» Tugas yang Diberikan 1
Sebutkan jumlah baris dalam catatan yang memuat kata "sweet". Huruf besar dan kecil dibedakan, dan jawab dengan angkanya saja.

━━━━━━━━━━━━━━━━

Friday, October 12, 2018

Sebuah Alasan Spiritual Mengapa Prabowo Selalu Gagal




Akhir-akhir ini saya seringkali merenung. Bermalam-malam, hanya untuk mencoba mencari jawaban atas satu pertanyaan: Mengapa Pak Prabowo Subianto senantiasa gagal dalam mencapai kehendaknya untuk menjadi Presiden?

Selalu saja, entah mengapa, ada-ada saja yang menghalangi jalannya atau yang membuat langkahnya terhambat. Dalam suatu kompetisi tentu saja hambatan adalah hal yang lumrah-lumrah saja. Namanya juga persaingan, tak jarang kompetitor kita melakukan berbagai cara untuk mengalahkan kita. Tapi, masalahnya, Pak Prabowo selalu gagal menjadi Presiden, bukan karena tak bisa menembus berbagai kendala, tapi karena seringkali kendala itu datang dari dalam kelompoknya sendiri.

Kalau untuk menghadapi lawan atau kompetitor, tentu Pak Prabowo tak pernah kehabisan akal. Jangan ragukan karirnya sebagai Jendral yang malang-melintang dalam dunia perang penuh taktik. "Rampoklah rumah musuhmu yang terbakar" adalah kutipan terkenal darinya sebagai seorang mantan Jendral. Dalam dunia politik, bakat taktik dalam dunia militer itu pun tak pernah luput darinya. Mulai dari serangan yang cerdas sampai serangan tolol sekalipun sudah dilakukannya. Tepuk-tangan dan cibiran sama-sama pernah didapatkannya.

━━━━━━━━━━━━━━━━

» Tugas yang Diberikan 2
Tolong perbarui bagian tulisan tentang Prabowo di antara "Selalu saja, entah" dan "dalam kelompoknya sendiri.", termasuk kedua batas tersebut. Ganti "persaingan" dengan "pertandingan".

[Catatan penunjukan objek foto]
━━━━━━━━━━━━━━━━

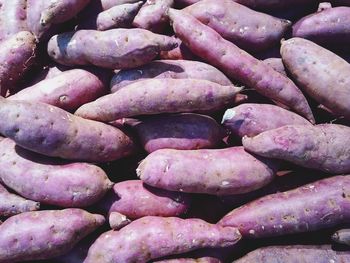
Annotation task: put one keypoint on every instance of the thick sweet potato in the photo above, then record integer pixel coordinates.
(11, 204)
(54, 132)
(68, 90)
(118, 16)
(295, 254)
(238, 64)
(12, 18)
(175, 69)
(250, 119)
(323, 147)
(116, 48)
(316, 69)
(51, 181)
(250, 30)
(220, 172)
(311, 207)
(154, 96)
(16, 56)
(154, 237)
(134, 199)
(329, 26)
(44, 234)
(152, 16)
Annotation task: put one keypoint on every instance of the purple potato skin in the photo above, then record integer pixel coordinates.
(250, 30)
(51, 131)
(44, 234)
(295, 254)
(328, 204)
(216, 171)
(118, 16)
(16, 56)
(51, 181)
(251, 119)
(154, 96)
(154, 237)
(11, 204)
(323, 147)
(328, 27)
(12, 18)
(237, 63)
(175, 69)
(115, 49)
(316, 69)
(135, 200)
(152, 15)
(184, 131)
(68, 90)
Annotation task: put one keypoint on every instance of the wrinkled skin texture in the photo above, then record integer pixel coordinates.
(324, 147)
(154, 237)
(184, 131)
(248, 29)
(68, 90)
(134, 199)
(11, 204)
(320, 73)
(44, 234)
(51, 181)
(16, 56)
(175, 69)
(250, 119)
(12, 18)
(327, 205)
(43, 13)
(329, 26)
(237, 63)
(118, 16)
(154, 96)
(220, 171)
(295, 254)
(51, 131)
(115, 49)
(152, 16)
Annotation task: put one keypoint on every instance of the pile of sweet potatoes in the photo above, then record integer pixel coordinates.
(136, 131)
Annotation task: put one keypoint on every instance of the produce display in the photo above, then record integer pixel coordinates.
(174, 131)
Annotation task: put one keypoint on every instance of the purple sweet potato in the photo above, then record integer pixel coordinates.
(296, 254)
(44, 234)
(43, 13)
(118, 16)
(11, 204)
(322, 204)
(220, 171)
(154, 237)
(134, 199)
(184, 131)
(154, 96)
(152, 15)
(175, 69)
(330, 26)
(250, 119)
(237, 63)
(324, 147)
(68, 90)
(51, 181)
(320, 73)
(342, 236)
(12, 18)
(54, 132)
(250, 30)
(16, 56)
(115, 49)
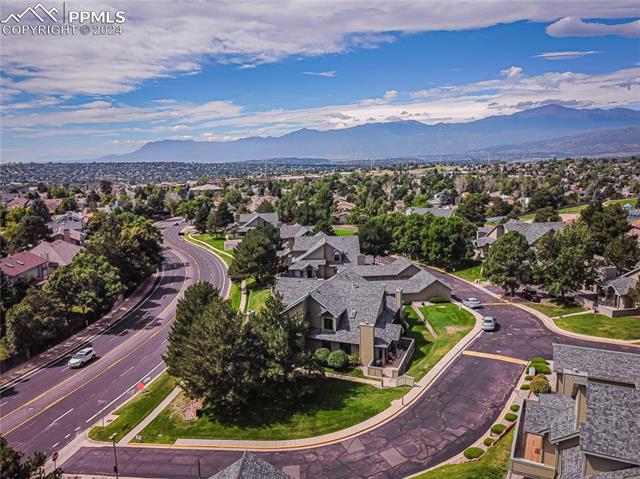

━━━━━━━━━━━━━━━━

» Jawaban Latihan 1
3

» Jawaban Latihan 2
Selalu saja, entah mengapa, ada-ada saja yang menghalangi jalannya atau yang membuat langkahnya terhambat. Dalam suatu kompetisi tentu saja hambatan adalah hal yang lumrah-lumrah saja. Namanya juga pertandingan, tak jarang kompetitor kita melakukan berbagai cara untuk mengalahkan kita. Tapi, masalahnya, Pak Prabowo selalu gagal menjadi Presiden, bukan karena tak bisa menembus berbagai kendala, tapi karena seringkali kendala itu datang dari dalam kelompoknya sendiri.